===== DATA RECORDS =====
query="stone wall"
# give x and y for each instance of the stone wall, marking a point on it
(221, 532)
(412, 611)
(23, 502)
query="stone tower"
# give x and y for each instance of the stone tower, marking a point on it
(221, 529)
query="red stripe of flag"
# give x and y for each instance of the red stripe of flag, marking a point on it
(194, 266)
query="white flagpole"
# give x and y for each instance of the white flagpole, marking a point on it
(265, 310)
=====
===== DATA RECORDS =====
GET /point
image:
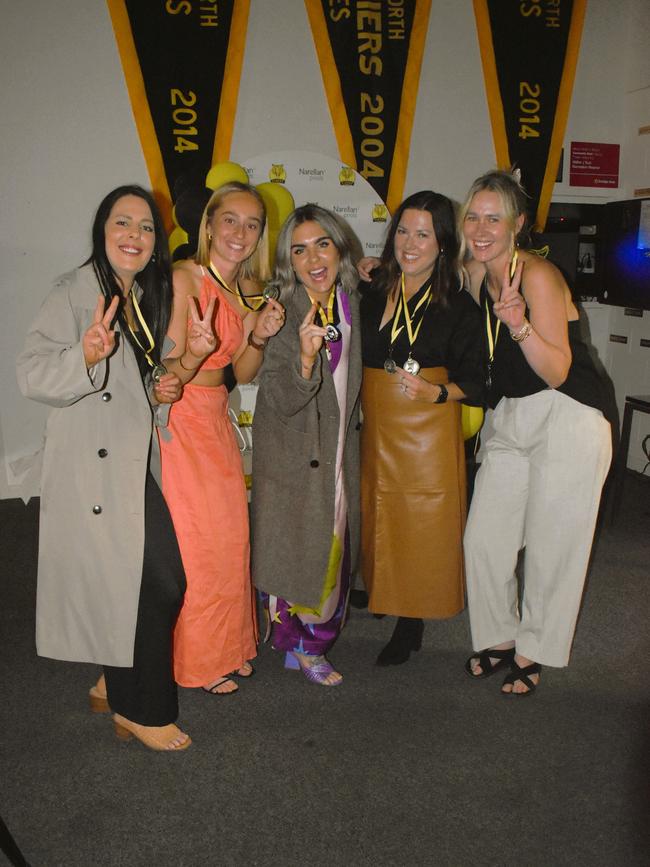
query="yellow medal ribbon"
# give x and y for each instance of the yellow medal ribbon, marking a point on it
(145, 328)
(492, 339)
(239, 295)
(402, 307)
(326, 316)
=====
__DIRECTIONS FOR THIS TASK__
How many lines in the material above contain the word "stone"? Reply with the number only.

__SOLVED PROBLEM__
4